Anthony A. McIntire
"The Limits of Technology in Modern Warfare: Airmobility in the Ia Drang Campaign, 1965"
September 4, 1998
by David Jardini
Dr. Anthony A. McIntire initiated the 1998-99 Carnegie Mellon University Cold War Science and Technology colloquium on September 4 by presenting his paper, "The Limits of Technology in Modern Warfare: Airmobility in the Ia Drang Campaign, 1965." Dr. McIntire completed his Ph.D. under the direction of Vietnam War historian George C. Herring at the University of Kentucky in 1996. His dissertation, "The American Soldier in Vietnam," examines the experiences of American combat soldiers in that war. Dr. McIntire was appointed to Carnegie Mellon University's Cold War Science and Technology postdoctoral fellowship for the 1998-99 academic year, where he will be working on his latest project, a book exploring the technology of the Vietnam War.
Dr. McIntire's colloquium paper focuses on the construction, deployment and consequences of the American airmobility concept, using as a case study the first significant airmobility campaign--the Ia Drang campaign of 1965. McIntire situates the Ia Drang campaign within the larger contexts of the John F. Kennedy administration's policy concentration on counterinsurgency warfare and the nature of the Vietnamese conflict. First, he argues that Kennedy's military policy was geared to reverse President Dwight Eisenhower's strategy of "massive retaliation," under which Soviet aggression anywhere was to be met with a massive nuclear attack by the United States on the Soviet Union. Kennedy believed that this policy muscle-bound the United States, making it unable to deal with local "brush-fire" wars and guerrilla insurgencies. The collapse of the European colonial empires as well as perceived Soviet and Communist Chinese instigation promised to make such "wars of liberation" in Southeast Asia, Africa, and Latin America the conflicts of the future. Kennedy and his Secretary of Defense, Robert S. McNamara, thus sought to reorient American military capabilities under the theme of "flexible response."
Airmobility was a key component of the Kennedy-McNamara counterinsurgency strategy. In April, 1962, McNamara formed the Houze committee and charged it with finding new and unorthodox ways of transporting troops and engaging guerrilla insurgencies. McIntire argues that the committee's principal doctrinal product--airmobility--represented the molding of a U.S. Army concept for fighting middle-intensity wars to fit within the Kennedy administration's obsession with technologically-driven counterinsurgency. The Houze committee envisioned, "airmobile divisions that would operate as integrated wholes, possessing air-maneuverable combat forces, reconnaissance, firepower, communications, and service support." The foundation of the airmobile concept was the turbine helicopter, which would provide three levels of functionality: transports, gunships, and supply ships. In operation, airmobile divisions would find the enemy (using helicopter or other reconnaissance), engage the enemy via the air assault of combat soldiers and artillery into the battle zone, then use speed and maneuverability to leapfrog over the retreating enemy, cutting off escape routes and bringing a decisive conclusion to the battle.

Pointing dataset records
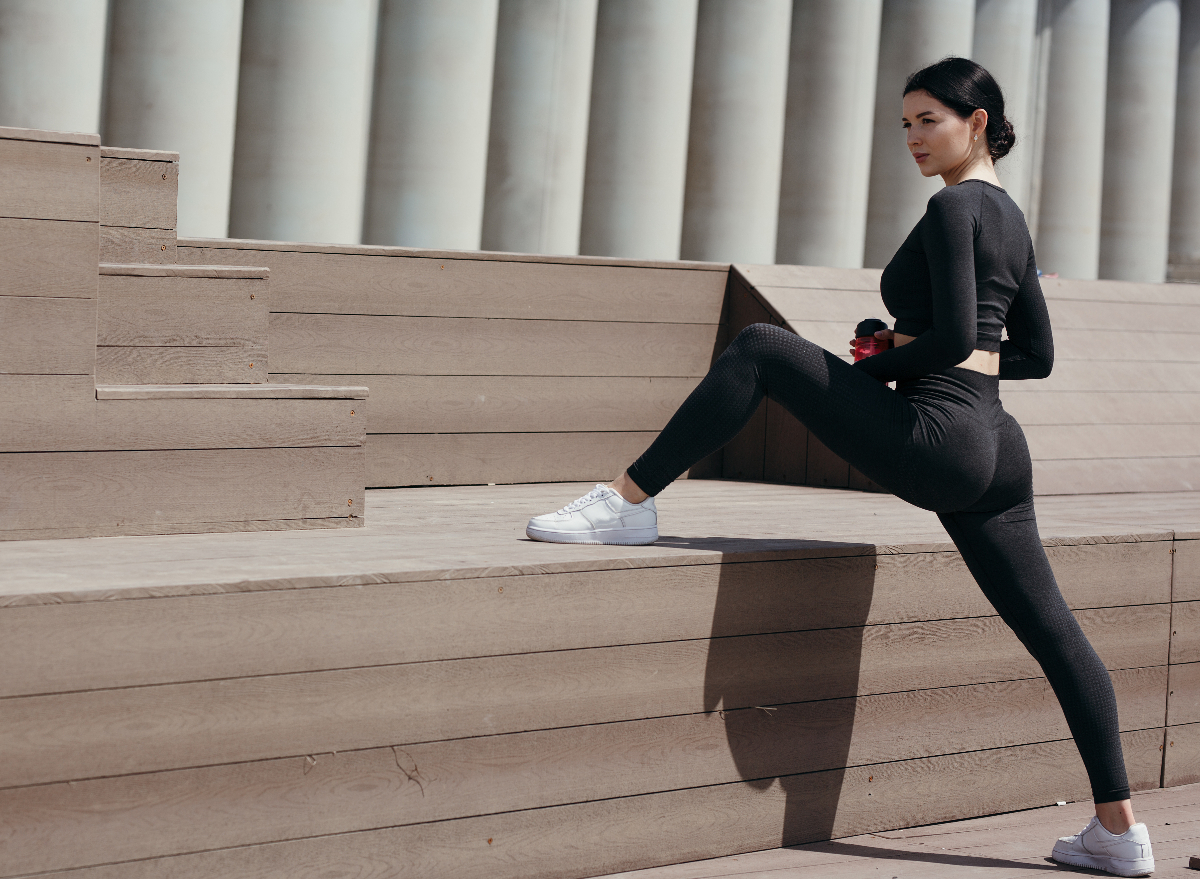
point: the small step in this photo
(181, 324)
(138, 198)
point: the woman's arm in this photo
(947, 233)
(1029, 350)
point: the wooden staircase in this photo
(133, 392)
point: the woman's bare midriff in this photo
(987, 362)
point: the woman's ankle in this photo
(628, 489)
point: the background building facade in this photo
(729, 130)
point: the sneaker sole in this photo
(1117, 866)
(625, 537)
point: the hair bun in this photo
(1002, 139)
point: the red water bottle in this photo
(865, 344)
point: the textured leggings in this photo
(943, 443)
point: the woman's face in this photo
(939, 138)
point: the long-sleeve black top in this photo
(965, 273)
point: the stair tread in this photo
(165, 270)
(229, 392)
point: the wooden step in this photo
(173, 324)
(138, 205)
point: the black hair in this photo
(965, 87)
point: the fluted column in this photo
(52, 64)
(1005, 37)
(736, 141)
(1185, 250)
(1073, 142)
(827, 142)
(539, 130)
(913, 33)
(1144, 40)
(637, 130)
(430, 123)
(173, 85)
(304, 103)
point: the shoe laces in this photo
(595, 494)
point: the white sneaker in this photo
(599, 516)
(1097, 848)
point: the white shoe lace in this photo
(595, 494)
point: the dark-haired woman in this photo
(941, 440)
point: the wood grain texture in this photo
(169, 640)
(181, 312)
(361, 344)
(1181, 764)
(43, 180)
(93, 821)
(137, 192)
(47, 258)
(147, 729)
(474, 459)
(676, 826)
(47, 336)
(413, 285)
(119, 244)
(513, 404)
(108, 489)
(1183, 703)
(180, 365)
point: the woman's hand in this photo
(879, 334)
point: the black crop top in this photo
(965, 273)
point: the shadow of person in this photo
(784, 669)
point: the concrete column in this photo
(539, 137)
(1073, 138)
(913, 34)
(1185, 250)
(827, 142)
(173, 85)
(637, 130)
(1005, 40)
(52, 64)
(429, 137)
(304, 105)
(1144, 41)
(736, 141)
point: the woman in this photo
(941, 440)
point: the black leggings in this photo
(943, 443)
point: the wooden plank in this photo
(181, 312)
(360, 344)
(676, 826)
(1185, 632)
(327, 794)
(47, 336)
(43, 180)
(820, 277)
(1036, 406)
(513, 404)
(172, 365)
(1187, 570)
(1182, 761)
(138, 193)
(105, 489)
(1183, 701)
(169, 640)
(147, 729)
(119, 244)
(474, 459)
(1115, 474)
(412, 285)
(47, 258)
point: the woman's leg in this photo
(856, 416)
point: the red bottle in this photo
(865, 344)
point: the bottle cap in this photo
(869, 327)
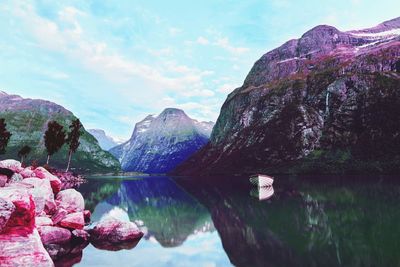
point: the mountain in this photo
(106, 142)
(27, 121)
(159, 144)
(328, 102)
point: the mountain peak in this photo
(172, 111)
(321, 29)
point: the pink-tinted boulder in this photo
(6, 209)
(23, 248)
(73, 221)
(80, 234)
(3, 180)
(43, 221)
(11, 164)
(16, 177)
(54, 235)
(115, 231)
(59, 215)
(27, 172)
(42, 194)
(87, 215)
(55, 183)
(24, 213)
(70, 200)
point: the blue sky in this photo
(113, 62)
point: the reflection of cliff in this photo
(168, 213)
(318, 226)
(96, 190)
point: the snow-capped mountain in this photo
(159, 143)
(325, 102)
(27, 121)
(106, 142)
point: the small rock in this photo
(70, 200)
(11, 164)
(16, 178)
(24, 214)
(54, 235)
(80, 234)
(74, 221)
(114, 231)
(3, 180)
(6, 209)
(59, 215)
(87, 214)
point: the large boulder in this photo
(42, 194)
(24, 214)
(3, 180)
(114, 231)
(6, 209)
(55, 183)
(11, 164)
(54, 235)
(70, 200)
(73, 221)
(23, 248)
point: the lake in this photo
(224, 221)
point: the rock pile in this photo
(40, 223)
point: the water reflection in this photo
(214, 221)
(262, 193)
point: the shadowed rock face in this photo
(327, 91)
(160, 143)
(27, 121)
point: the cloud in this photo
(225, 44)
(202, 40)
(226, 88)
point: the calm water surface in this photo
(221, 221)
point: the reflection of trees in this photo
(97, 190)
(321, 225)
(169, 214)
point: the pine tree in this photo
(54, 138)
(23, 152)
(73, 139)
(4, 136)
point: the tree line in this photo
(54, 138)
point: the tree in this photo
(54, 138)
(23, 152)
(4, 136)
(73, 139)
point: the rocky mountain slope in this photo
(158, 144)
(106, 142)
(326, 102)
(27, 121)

- [Brief 1] Decide whether each statement agrees with the colloquium summary, answering yes or no and quoting the words that settle it: (a) McIntire finished his Ph.D. at the University of Kentucky in 1996; (b) Kennedy's military policy aimed to continue Eisenhower's strategy of "massive retaliation"; (c) the turbine helicopter was the foundation of the airmobile concept.
- [Brief 2] Copy out the part of the entries that opens with the line containing "point: the pine tree in this photo" and runs through the last line of the entries, reproducing each line unchanged.
The colloquium summary and the entries were taken from separate sources.

- [Correct result 1]
(a) Yes: "Dr. McIntire completed his Ph.D. under the direction of Vietnam War historian George C. Herring at the University of Kentucky in 1996."
(b) No: "Kennedy's military policy was geared to reverse President Dwight Eisenhower's strategy of "massive retaliation,""
(c) Yes: "The foundation of the airmobile concept was the turbine helicopter"

- [Correct result 2]
point: the pine tree in this photo
(54, 138)
(23, 152)
(73, 139)
(4, 136)
point: the tree line in this photo
(54, 138)
point: the tree in this photo
(54, 138)
(23, 152)
(4, 136)
(73, 139)
point: the rocky mountain slope in this photo
(158, 144)
(106, 142)
(326, 102)
(27, 121)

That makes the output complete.